* **Source extract**
★ ★ ★ ★ ★ ★ ★
Vascular specialists spoke about the use of imaging in carotid, venous, thoracic, abdominal aortic aneurysm and lower limb procedures at the CX Vascular Imaging Course, London, UK.
Hence JM Verhagen, Erasmus University Medical Center, Rotterdam, The Netherlands, highlighted the importance of technology-based planning in vascular interventions such as EVAR and TEVAR. In the session,‘Getting the most out of CT angiography’ he stated, “Ninety per cent of the ‘battle’ is won or lost before starting the case.” Planning must be based on proper computed tomography angiography using a dedicated workstation.”
Verhagen encouraged the use of 3D technology on modern therapy of vascular disease. “3D reconstruction enables morphologic assessment that is not possible using conventional axial imaging. In the highly innovative field of vascular interventions, CTA with dedicated 3D software has to go hand-in-hand with stent technology to get the best possible treatment outcome for our patients,” he commented.
To answer the question if CTA is absolutely necessary, he said, “Depends on how you want your results to be, how long you want your procedure to last in theatre, and how much radiation and contrast you want to use on your patient.”
Rachel E Clough, London, UK, told CX delegates that magnetic resonance imaging has advantages over computed tomography.
“Computed tomography provides a fast and non-invasive method of gathering anatomical information over large fields of view, and in many centres forms the mainstay of both pre and post procedure imaging. MRI, however, is able to provide detailed cellular, molecular, tissue and organ functional and anatomical information in a single non-ionising examination and represents a rapidly expanding area of innovation and technology research,” Clough said.
★ ★ ★ ★ ★ ★ ★
* **Data section**
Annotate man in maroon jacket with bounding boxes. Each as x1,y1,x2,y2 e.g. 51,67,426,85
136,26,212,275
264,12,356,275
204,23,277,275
★ ★ ★ ★ ★ ★ ★
* **Required work**
A. From the vascular imaging report, list every kind of procedure whose imaging the specialists discussed at the course.
B. Please carry the vascular imaging report forward from its final sentence.

* **Answers per task**
A.
- Carotid
- Venous
- Thoracic
- Abdominal aortic aneurysm
- Lower limb

B.
Alison Halliday, University of Oxford, UK, stated that for large-scale clinical trials with many patients, duplex is probably enough to give a generalisable answer, however, she also mentioned, “Where carotid endarterectomy is being compared with carotid artery stenting, it will be necessary to use additional computed tomography angiography or magnetic resonance imaging to ensure appropriate patient selection.”
William A Gray, Columbia University, Medical Center, USA, spoke about the use of duplex imaging in carotid disease. Gray said that duplex examination of the native carotid artery is “Easily performed in multiple settings, highly accurate and reproducible in qualified labs.” However, he mentioned, “It does not provide anatomic guidance beyond the cervical carotid.”
Gray suggested that duplex examination post carotid endarterectomy and carotid artery stenting require adjustment of interpretation, and can be highly correlated with angiographic findings. “When combined with transcranial Doppler, it can give important physiologic information,” Gray concluded.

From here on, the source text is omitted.